Extract -
## start

I9.5 We have seen that we can fit an SVM with a non-linear kernel in order to perform classification using a non-linear decision boundary. We will now see that we can also obtain a non-linear decision boundary by performing logistic regression using non-linear transformations of the features.(a) Generate a data set with n = 500 and p = 2, such that the observations belong to two classes with a quadratic decision boundary between them. For instance, you can do this as follows:
> x1=runif (500) -0.5
> x2=runif (500) -0.5
> y=1*( x1^2-x2^2 > 0)
(b) Plot the observations, colored according to their class labels. Your plot should display X1 on the x-axis, and X2 on the yaxis.
(c) Fit a logistic regression model to the data, using X1 and X2 as predictors.
(d) Apply this model to the training data in order to obtain a predicted class label for each training observation. Plot the observations, colored according to the predicted class labels. The decision boundary should be linear.
(e) Now fit a logistic regression model to the data using non-linear functions of \(X_1\) and \(X_2\) as predictors (e.g. \(X^2_1\) , \(X_1 \times X_2\), \(log(X_2)\), and so forth).

## end

Direction - Duplicate the logistic regression exercise word for word, from "I9.5 We have" to "X2 as predictors.". The records come from a separate source.

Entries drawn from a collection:
## start

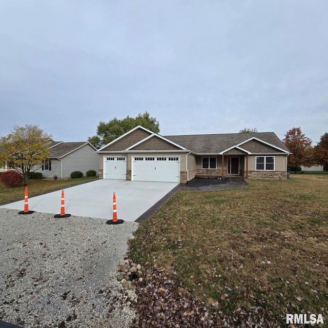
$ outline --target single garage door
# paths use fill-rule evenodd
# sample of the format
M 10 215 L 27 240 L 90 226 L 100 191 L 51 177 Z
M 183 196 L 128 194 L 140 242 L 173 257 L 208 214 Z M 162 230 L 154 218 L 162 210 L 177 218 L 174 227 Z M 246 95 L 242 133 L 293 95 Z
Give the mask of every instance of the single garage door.
M 180 156 L 132 156 L 132 179 L 180 182 Z
M 104 178 L 126 180 L 126 156 L 104 157 Z

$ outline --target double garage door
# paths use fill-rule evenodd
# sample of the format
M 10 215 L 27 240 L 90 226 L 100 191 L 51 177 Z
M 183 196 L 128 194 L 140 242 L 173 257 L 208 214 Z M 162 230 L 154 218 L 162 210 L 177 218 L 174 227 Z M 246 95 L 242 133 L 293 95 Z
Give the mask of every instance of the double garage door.
M 131 180 L 180 182 L 179 156 L 132 156 Z M 104 159 L 104 179 L 127 179 L 127 157 Z

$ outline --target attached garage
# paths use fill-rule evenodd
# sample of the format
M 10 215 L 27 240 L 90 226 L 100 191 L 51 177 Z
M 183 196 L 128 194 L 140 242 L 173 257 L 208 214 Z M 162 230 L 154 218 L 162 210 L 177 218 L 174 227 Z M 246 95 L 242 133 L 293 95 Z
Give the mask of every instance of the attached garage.
M 132 156 L 131 180 L 180 182 L 180 156 Z
M 126 156 L 104 157 L 104 178 L 126 180 Z

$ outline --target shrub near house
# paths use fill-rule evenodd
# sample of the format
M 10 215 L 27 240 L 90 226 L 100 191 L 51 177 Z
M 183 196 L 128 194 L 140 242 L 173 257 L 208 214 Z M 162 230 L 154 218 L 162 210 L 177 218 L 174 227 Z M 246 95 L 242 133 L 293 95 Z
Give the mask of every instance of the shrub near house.
M 3 172 L 0 176 L 0 181 L 8 187 L 19 187 L 23 184 L 23 175 L 15 171 L 7 171 Z

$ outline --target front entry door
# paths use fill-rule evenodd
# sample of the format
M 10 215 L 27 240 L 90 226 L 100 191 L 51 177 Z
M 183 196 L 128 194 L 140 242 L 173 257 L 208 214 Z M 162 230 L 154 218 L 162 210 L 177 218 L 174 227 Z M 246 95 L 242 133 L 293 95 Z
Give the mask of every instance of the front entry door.
M 239 157 L 228 157 L 228 174 L 239 174 Z

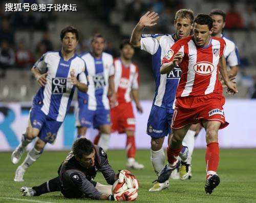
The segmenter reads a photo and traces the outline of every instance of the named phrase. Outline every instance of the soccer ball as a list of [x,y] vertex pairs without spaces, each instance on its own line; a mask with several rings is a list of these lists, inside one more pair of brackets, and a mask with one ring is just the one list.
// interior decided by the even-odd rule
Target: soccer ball
[[119,183],[118,179],[117,179],[112,186],[113,194],[124,192],[127,190],[128,190],[127,184],[124,181],[123,183]]

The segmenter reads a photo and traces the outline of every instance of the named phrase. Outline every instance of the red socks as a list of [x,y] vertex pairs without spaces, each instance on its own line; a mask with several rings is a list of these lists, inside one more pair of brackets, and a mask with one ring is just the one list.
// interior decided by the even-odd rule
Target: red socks
[[136,146],[134,136],[127,136],[126,150],[127,158],[135,158],[136,154]]
[[169,147],[167,148],[167,157],[168,162],[171,165],[173,165],[173,164],[178,160],[178,157],[183,147],[183,146],[182,146],[180,148],[175,149],[171,149]]
[[219,165],[220,148],[218,142],[211,142],[207,145],[205,153],[205,162],[207,177],[216,173]]

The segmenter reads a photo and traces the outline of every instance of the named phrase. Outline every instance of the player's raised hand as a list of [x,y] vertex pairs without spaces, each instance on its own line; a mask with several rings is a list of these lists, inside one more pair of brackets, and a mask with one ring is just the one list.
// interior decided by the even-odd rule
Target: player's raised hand
[[113,108],[117,105],[117,99],[116,93],[113,93],[109,97],[110,105],[111,108]]
[[47,75],[47,73],[45,73],[44,74],[38,74],[36,76],[36,81],[40,87],[44,87],[46,86],[46,82],[47,81],[46,79]]
[[111,199],[114,201],[134,201],[138,196],[138,192],[135,188],[130,188],[123,192],[114,194],[111,197]]
[[176,54],[174,55],[174,56],[173,58],[173,62],[174,63],[175,66],[177,66],[180,63],[181,63],[183,58],[183,55],[182,52],[177,52]]
[[69,81],[71,82],[73,85],[77,86],[78,84],[78,81],[77,80],[76,77],[75,76],[74,73],[70,73],[70,76],[71,77],[68,78]]
[[226,83],[226,85],[227,87],[226,93],[228,95],[233,95],[238,92],[237,84],[234,82],[229,80]]
[[[234,82],[233,80],[236,78],[235,76],[233,76],[233,74],[230,74],[228,76],[228,78],[229,78],[229,80],[236,83],[236,82]],[[227,85],[225,84],[224,82],[224,80],[221,77],[221,76],[220,76],[220,77],[219,78],[219,80],[221,82],[221,85],[222,85],[222,88],[227,88]]]
[[119,183],[125,182],[127,187],[130,188],[139,188],[139,182],[134,175],[128,170],[122,170],[118,175],[118,182]]
[[143,27],[152,27],[157,24],[156,21],[159,18],[157,13],[147,11],[140,18],[139,24]]

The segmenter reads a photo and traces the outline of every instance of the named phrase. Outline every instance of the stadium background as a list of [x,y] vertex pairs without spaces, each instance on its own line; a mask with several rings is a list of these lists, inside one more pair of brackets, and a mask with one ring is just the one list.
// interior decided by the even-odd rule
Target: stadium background
[[[166,33],[174,32],[173,21],[177,10],[190,8],[195,14],[208,13],[215,8],[227,12],[224,33],[236,43],[241,64],[236,81],[239,93],[234,96],[225,96],[224,107],[230,125],[220,131],[222,147],[253,147],[256,126],[256,46],[252,46],[256,38],[256,4],[254,1],[149,1],[124,0],[85,1],[72,1],[77,12],[6,12],[8,3],[54,4],[62,5],[61,1],[24,1],[1,2],[0,13],[0,150],[11,150],[18,144],[25,130],[28,110],[34,94],[38,88],[30,69],[40,56],[48,51],[60,48],[60,31],[72,25],[80,32],[77,52],[90,50],[91,36],[99,32],[106,39],[105,51],[118,56],[118,46],[124,38],[130,38],[140,16],[146,11],[158,12],[158,25],[144,30],[145,33]],[[155,91],[151,72],[151,56],[136,50],[134,61],[139,66],[140,97],[144,107],[142,115],[136,114],[137,121],[136,141],[139,148],[148,148],[150,138],[145,133],[148,115]],[[76,100],[76,96],[74,96]],[[76,135],[74,127],[74,101],[55,145],[51,149],[69,149]],[[96,132],[91,130],[88,137],[93,139]],[[204,131],[196,142],[196,147],[204,148]],[[113,134],[111,148],[123,148],[124,135]],[[253,141],[252,142],[252,141]],[[165,146],[166,143],[165,143]]]
[[[136,115],[137,145],[140,148],[136,159],[145,165],[142,171],[133,171],[140,182],[138,202],[256,202],[255,188],[255,148],[256,139],[256,4],[255,1],[206,0],[37,0],[15,1],[0,0],[0,202],[74,202],[83,199],[67,199],[59,193],[39,197],[22,197],[19,191],[22,186],[38,185],[56,176],[57,169],[66,157],[73,143],[74,108],[67,116],[54,145],[47,149],[65,151],[46,151],[25,175],[25,182],[13,181],[16,166],[10,161],[10,151],[15,148],[26,128],[28,114],[32,97],[38,89],[36,81],[30,72],[31,66],[48,50],[60,47],[59,32],[65,26],[72,25],[80,31],[77,51],[82,53],[90,48],[90,37],[96,32],[106,39],[106,51],[113,56],[118,55],[118,46],[124,38],[129,38],[140,17],[148,10],[159,13],[157,26],[146,29],[146,33],[172,33],[173,18],[180,8],[190,8],[195,14],[208,13],[213,8],[220,8],[230,13],[227,20],[229,26],[224,34],[236,41],[241,64],[237,77],[239,93],[227,98],[224,107],[230,125],[220,131],[220,165],[218,173],[221,178],[220,186],[211,195],[204,193],[204,149],[196,149],[193,154],[193,177],[186,182],[172,181],[171,186],[159,194],[148,193],[156,175],[150,162],[148,136],[145,131],[155,84],[151,73],[151,56],[136,50],[134,60],[139,66],[140,98],[144,112]],[[7,3],[30,4],[76,4],[77,12],[5,12]],[[234,7],[230,7],[230,3]],[[233,17],[232,17],[233,16]],[[239,20],[240,19],[240,21]],[[227,22],[227,24],[228,24]],[[229,27],[229,28],[228,28]],[[3,43],[7,41],[8,43]],[[7,57],[3,56],[7,56]],[[8,60],[4,60],[7,58]],[[74,97],[76,100],[76,97]],[[96,132],[89,131],[92,138]],[[113,134],[112,148],[123,148],[124,135]],[[31,144],[30,145],[32,145]],[[50,145],[49,145],[50,146]],[[166,146],[166,143],[165,145]],[[202,130],[196,141],[197,148],[205,146]],[[236,149],[233,149],[236,148]],[[251,149],[241,149],[251,148]],[[3,151],[7,151],[7,152]],[[115,171],[125,167],[125,150],[108,152],[110,163]],[[23,158],[24,158],[23,156]],[[105,183],[98,175],[96,181]],[[86,202],[93,202],[87,200]]]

## end

Exercise response -
I9.5 We have seen that we can fit an SVM with a non-linear kernel in order to perform classification using a non-linear decision boundary. We will now see that we can also obtain a non-linear decision boundary by performing logistic regression using non-linear transformations of the features.(a) Generate a data set with n = 500 and p = 2, such that the observations belong to two classes with a quadratic decision boundary between them. For instance, you can do this as follows:
> x1=runif (500) -0.5
> x2=runif (500) -0.5
> y=1*( x1^2-x2^2 > 0)
(b) Plot the observations, colored according to their class labels. Your plot should display X1 on the x-axis, and X2 on the yaxis.
(c) Fit a logistic regression model to the data, using X1 and X2 as predictors.